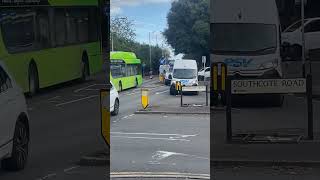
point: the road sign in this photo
(269, 86)
(144, 98)
(105, 115)
(194, 88)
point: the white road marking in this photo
(48, 176)
(160, 155)
(150, 138)
(125, 117)
(89, 89)
(56, 97)
(78, 90)
(77, 100)
(155, 134)
(162, 175)
(71, 168)
(162, 92)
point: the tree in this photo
(123, 35)
(189, 28)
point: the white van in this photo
(246, 36)
(186, 72)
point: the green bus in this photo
(47, 42)
(125, 69)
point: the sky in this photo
(149, 17)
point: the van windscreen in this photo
(185, 73)
(248, 38)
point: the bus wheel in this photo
(20, 148)
(33, 80)
(85, 70)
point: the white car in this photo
(204, 74)
(14, 123)
(114, 100)
(292, 35)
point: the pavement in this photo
(291, 119)
(150, 145)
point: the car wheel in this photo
(33, 80)
(19, 155)
(116, 108)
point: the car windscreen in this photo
(294, 26)
(247, 38)
(185, 73)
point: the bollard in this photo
(144, 98)
(105, 115)
(178, 87)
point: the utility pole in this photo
(303, 38)
(112, 49)
(150, 55)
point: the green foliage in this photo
(189, 28)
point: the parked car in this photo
(168, 77)
(204, 74)
(293, 37)
(114, 100)
(14, 123)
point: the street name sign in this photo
(269, 86)
(194, 88)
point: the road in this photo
(159, 143)
(266, 173)
(65, 125)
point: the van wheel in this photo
(33, 80)
(19, 155)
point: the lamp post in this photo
(303, 39)
(115, 31)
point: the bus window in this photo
(18, 29)
(60, 27)
(43, 33)
(71, 27)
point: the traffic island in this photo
(190, 109)
(99, 158)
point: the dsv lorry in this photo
(246, 36)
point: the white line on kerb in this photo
(77, 100)
(162, 92)
(48, 176)
(155, 134)
(71, 168)
(149, 138)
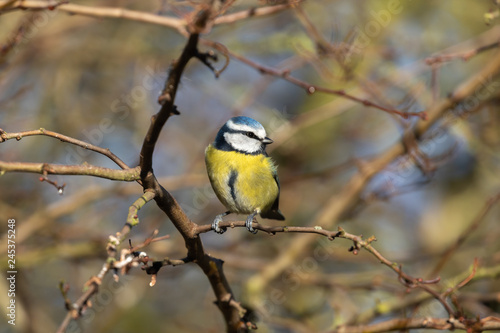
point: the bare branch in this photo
(79, 170)
(108, 12)
(485, 324)
(4, 136)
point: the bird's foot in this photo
(215, 224)
(248, 223)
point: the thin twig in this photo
(4, 136)
(79, 170)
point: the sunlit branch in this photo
(79, 170)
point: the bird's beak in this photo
(267, 141)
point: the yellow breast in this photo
(243, 183)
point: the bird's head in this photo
(242, 134)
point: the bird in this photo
(242, 175)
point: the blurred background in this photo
(98, 80)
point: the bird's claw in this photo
(248, 224)
(215, 225)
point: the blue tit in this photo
(243, 176)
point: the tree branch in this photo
(4, 136)
(485, 324)
(79, 170)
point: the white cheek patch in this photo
(243, 143)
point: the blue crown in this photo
(242, 120)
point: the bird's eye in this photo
(251, 135)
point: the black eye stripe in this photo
(248, 134)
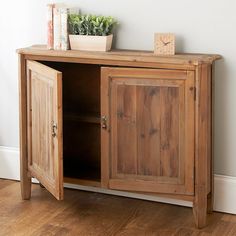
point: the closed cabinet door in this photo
(147, 130)
(44, 126)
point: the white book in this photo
(57, 28)
(64, 29)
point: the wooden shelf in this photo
(89, 118)
(85, 182)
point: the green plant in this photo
(91, 24)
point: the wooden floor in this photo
(84, 213)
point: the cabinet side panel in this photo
(24, 176)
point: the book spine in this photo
(64, 29)
(57, 28)
(50, 26)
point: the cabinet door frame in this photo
(45, 76)
(182, 76)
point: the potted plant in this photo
(90, 32)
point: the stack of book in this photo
(57, 26)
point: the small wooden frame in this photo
(164, 44)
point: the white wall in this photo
(206, 26)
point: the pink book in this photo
(50, 26)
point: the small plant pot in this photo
(91, 43)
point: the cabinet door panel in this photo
(150, 134)
(44, 124)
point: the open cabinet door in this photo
(44, 126)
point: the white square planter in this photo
(90, 43)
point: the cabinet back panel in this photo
(81, 87)
(81, 150)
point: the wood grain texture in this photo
(149, 112)
(84, 213)
(44, 109)
(202, 143)
(120, 57)
(24, 174)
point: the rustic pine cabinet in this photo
(122, 120)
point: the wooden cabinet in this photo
(150, 130)
(122, 120)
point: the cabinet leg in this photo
(26, 188)
(200, 212)
(210, 202)
(25, 182)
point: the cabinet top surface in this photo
(132, 56)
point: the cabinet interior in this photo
(81, 120)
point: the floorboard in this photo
(86, 213)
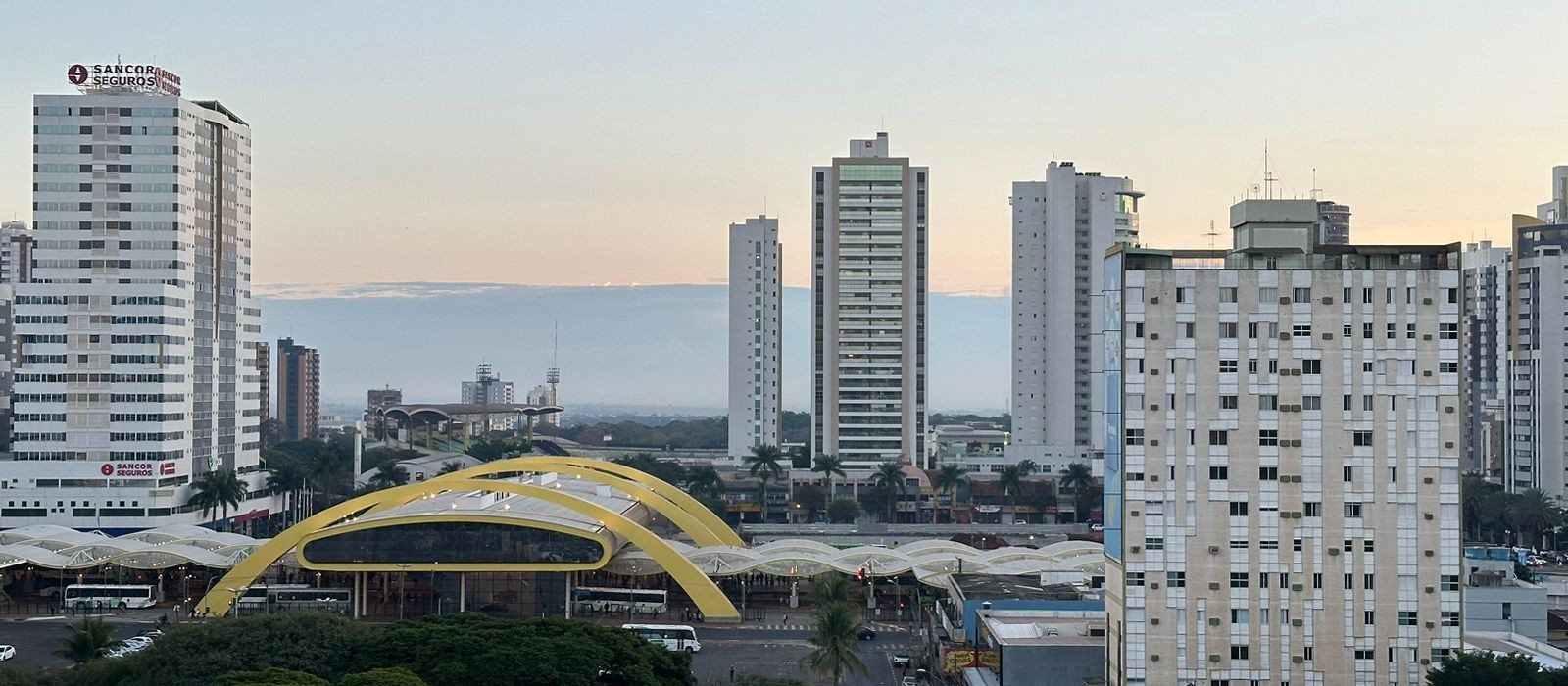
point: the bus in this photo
(618, 600)
(668, 635)
(110, 596)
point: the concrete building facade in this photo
(1283, 471)
(1539, 358)
(298, 390)
(1486, 292)
(869, 306)
(137, 324)
(755, 335)
(1062, 229)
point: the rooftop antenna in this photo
(1269, 175)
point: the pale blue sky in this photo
(590, 143)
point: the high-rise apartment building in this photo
(869, 306)
(16, 253)
(1333, 222)
(1486, 295)
(1556, 210)
(755, 334)
(1283, 486)
(298, 390)
(1539, 358)
(1062, 229)
(137, 324)
(264, 379)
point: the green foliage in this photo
(85, 639)
(844, 511)
(835, 646)
(383, 677)
(477, 651)
(270, 677)
(196, 655)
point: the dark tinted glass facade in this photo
(451, 542)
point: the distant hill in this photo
(648, 350)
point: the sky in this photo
(613, 143)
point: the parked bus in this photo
(110, 596)
(618, 600)
(668, 635)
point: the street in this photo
(776, 654)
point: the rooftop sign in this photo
(146, 78)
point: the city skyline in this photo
(1184, 117)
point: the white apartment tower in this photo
(1062, 229)
(1539, 358)
(869, 306)
(755, 334)
(1486, 304)
(137, 329)
(1283, 489)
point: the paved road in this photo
(38, 639)
(776, 654)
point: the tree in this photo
(1534, 514)
(844, 511)
(890, 479)
(388, 475)
(1484, 669)
(828, 466)
(835, 644)
(764, 466)
(383, 677)
(1079, 479)
(705, 481)
(811, 497)
(86, 639)
(948, 481)
(217, 491)
(270, 677)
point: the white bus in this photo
(668, 635)
(618, 600)
(110, 596)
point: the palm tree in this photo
(1534, 513)
(85, 639)
(828, 466)
(890, 479)
(286, 475)
(948, 479)
(705, 479)
(1079, 478)
(764, 466)
(217, 491)
(835, 646)
(1011, 481)
(388, 475)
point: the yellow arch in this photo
(694, 517)
(708, 597)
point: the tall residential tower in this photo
(755, 334)
(869, 306)
(137, 327)
(1283, 489)
(1062, 229)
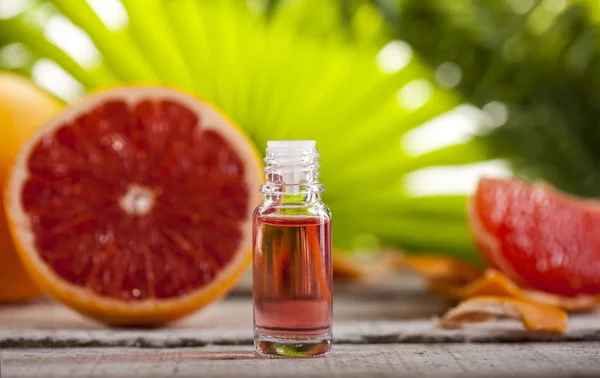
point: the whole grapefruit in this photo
(23, 109)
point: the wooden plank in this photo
(394, 311)
(230, 323)
(394, 360)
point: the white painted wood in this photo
(464, 360)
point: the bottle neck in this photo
(292, 172)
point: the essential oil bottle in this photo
(292, 273)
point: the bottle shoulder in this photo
(274, 209)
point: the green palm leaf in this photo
(286, 70)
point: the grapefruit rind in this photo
(534, 316)
(115, 311)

# # # # # # #

● Instructions to follow
No line before the one containing "point: the bottle neck in this photo" should be copied; restate that line and all the rest through the end of the data above word for word.

● Output of the exercise
point: the bottle neck in this photo
(292, 172)
point: the essential oil bottle in this photo
(292, 273)
point: the bottle shoulder in this photo
(274, 209)
point: the green palm leaf in this photo
(286, 70)
point: the grapefruit rind in this photo
(534, 316)
(115, 311)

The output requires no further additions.